» Problem details
Rewrite the material below with "photo" swapped for "image" everywhere it occurs, leaving everything else unchanged.

» Supplied records
• • • • • • •
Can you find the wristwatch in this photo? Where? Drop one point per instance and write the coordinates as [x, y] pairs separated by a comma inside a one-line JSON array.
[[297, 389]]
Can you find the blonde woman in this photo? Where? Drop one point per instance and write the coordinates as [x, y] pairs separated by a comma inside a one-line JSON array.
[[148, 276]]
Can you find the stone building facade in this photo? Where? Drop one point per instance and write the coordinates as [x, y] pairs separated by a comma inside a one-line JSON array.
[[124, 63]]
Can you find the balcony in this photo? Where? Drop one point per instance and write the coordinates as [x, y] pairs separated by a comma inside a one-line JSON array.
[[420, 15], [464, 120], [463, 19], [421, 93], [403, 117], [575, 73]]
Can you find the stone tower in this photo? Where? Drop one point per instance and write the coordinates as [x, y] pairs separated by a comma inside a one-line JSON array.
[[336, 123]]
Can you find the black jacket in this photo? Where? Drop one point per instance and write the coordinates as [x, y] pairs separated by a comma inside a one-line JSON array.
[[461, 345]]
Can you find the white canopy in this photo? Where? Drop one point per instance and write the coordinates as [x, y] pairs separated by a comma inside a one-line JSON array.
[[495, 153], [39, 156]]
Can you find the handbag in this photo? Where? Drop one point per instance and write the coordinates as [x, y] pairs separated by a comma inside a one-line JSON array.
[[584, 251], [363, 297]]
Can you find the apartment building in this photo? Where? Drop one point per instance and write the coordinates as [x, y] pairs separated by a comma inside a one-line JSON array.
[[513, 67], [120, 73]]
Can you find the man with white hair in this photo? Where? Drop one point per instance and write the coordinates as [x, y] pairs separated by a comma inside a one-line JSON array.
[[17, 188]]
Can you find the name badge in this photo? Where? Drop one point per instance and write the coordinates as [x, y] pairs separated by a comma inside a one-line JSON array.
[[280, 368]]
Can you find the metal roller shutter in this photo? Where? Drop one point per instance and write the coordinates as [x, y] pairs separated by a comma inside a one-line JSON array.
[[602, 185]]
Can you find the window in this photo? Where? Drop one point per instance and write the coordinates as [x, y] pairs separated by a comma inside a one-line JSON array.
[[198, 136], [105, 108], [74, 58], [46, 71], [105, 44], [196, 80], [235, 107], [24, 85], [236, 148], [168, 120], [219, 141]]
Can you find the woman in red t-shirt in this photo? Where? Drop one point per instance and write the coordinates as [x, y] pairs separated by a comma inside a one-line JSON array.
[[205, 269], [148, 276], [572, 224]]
• • • • • • •
» Solution to the problem
Can you find the wristwatch in this image? Where? Drop one point per instance and write the coordinates as [x, y] pairs separated by a comma inside a one-line JSON array.
[[297, 389]]
Can you find the blonde woman in this image? Where? Drop one point per instance and write the coordinates as [x, y] pairs separated by a comma inside a one-line JSON array.
[[148, 276]]
Can you find the stone building facade in this image? Where? Drop one point per instance and write the coordinates as [x, y] pairs separated by a comma inside a one-line JSON array.
[[124, 63]]
Can you find the balcony in this image? Where? Drop one point per instance and write the coordinates as [x, y] pairs separated by a comma inside a one-line JSON array.
[[420, 15], [464, 120], [463, 19], [421, 93], [403, 117], [575, 73]]
Can you find the stone tower in this image? Where? Drop one point per instance and write the coordinates as [x, y] pairs separated by a comma inside a one-line JSON array.
[[336, 123]]
Can you find the black jacket in this image? Where? Drop one point per instance and write the coordinates as [x, y] pairs separated by a comma inside a one-line JSON array.
[[461, 345]]
Can you find the white canopy in this image? Where? Drop one point per instance and write the coordinates as [x, y] pairs separated by a comma inside a one-line JSON array.
[[495, 153], [39, 156]]
Can you find the handbag in this image? Where? Drop one point per instance and write the coordinates as [x, y] pairs separated by a comma inside a one-line JSON array.
[[584, 251], [363, 297]]
Can you find the apartment building in this image? Where? Drop one point per instance and write the coordinates as [x, y] pairs separated by a comma inside a one-line JSON array.
[[513, 67], [120, 73]]
Can you find the man with white hair in this image? Where? Drop one point per instance and write the coordinates as [x, y] pairs separated by a comma inside a one-line JSON array.
[[17, 188]]
Can you find the name badge in this image? Where? Drop one point per instance and write the coordinates as [x, y] pairs separated by a comma inside a one-line JSON array.
[[280, 368]]
Can you find the metal roller shutter in this image? Where? Drop one point per instance and write the coordinates as [x, y] pairs separated by a comma inside a one-line JSON array.
[[602, 185]]
Can you find the window in this image? Where? Drop one point per instance and write the coordinates as [x, y] pairs separated by a comma inside a one-line JSON array.
[[198, 136], [105, 108], [74, 58], [46, 71], [105, 44], [196, 80], [235, 107], [24, 85], [236, 148], [168, 120], [219, 141]]
Can you find the woman in red t-shirt in this image? Where? Drop one point per instance and write the coordinates as [x, y] pairs separated by a comma inside a one-line JSON array.
[[205, 269], [148, 276], [572, 224]]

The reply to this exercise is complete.